THE REQUEST =>
Put the stretch of the records from the line containing "TARGET = arched window" through their end into a numbered list, skipping blank lines and leaving out the pictures.

SUPPLIED MATERIAL =>
....
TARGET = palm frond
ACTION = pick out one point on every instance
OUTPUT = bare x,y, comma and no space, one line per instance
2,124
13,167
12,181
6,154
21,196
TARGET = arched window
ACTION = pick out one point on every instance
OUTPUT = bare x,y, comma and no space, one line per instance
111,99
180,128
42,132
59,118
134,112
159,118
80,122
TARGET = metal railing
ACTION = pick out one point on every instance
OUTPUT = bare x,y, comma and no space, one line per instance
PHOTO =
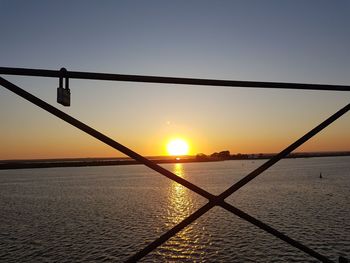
213,200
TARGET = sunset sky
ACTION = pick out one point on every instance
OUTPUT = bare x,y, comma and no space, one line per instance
285,41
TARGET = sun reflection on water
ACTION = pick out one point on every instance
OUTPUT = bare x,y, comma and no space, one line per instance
187,244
....
RESULT =>
1. TARGET = arched window
2. ACTION = pick out one point on every instance
3. OUTPUT = bare x,y, comma and no space, one line per instance
4. 111,99
5. 180,128
6. 42,132
7. 59,118
8. 134,112
9. 159,118
10. 80,122
11. TARGET = metal railing
12. ACTION = pick out one point on every instance
13. OUTPUT = bare x,y, comma and no space, one line per instance
14. PHOTO =
15. 213,200
16. TARGET = sunset sky
17. ACTION = pick out one point on every instance
18. OUTPUT = bare x,y, comma and no space, one line per instance
19. 285,41
20. TARGET = sun reflection on water
21. ACTION = pick out one point on every instance
22. OUTPUT = bare x,y, comma and no space, one line per instance
23. 187,244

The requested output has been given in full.